■ Written problem ■
Could you write out the data below line for line, changing nothing and leaving out the pictures?

■ Records shown ■
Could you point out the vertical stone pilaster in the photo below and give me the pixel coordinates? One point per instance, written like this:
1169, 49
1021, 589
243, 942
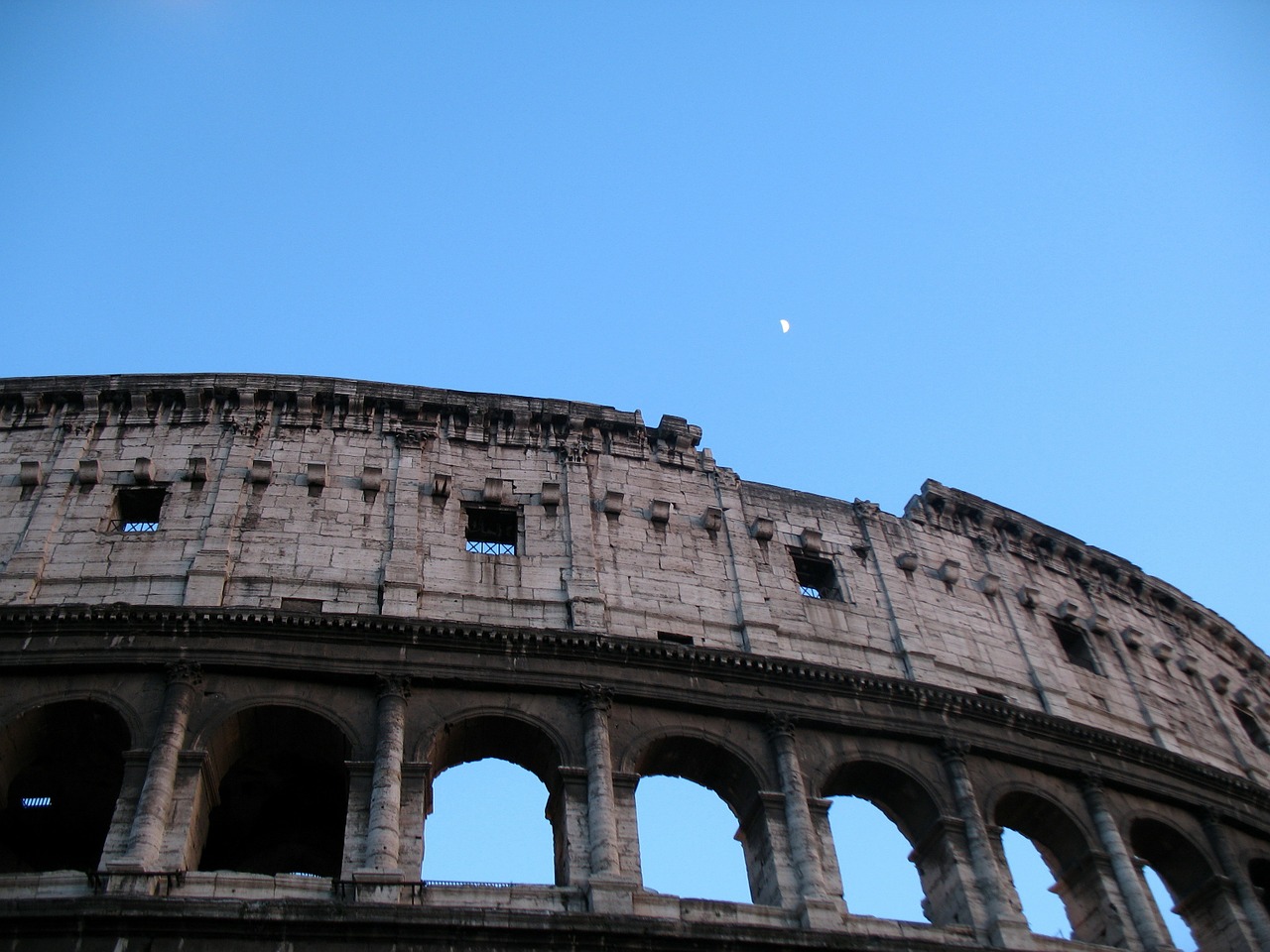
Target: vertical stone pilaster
581, 578
804, 843
1142, 911
595, 702
1005, 925
381, 856
400, 580
154, 805
606, 870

■ Task output ■
Could you point out the vertical stone pilaster in the photo below and give me the pixel coordinates? One point per instance, written like this:
1169, 49
1021, 589
243, 942
Target: vertical stone pilaster
581, 578
804, 843
1142, 911
595, 702
1005, 925
381, 856
400, 580
154, 805
606, 870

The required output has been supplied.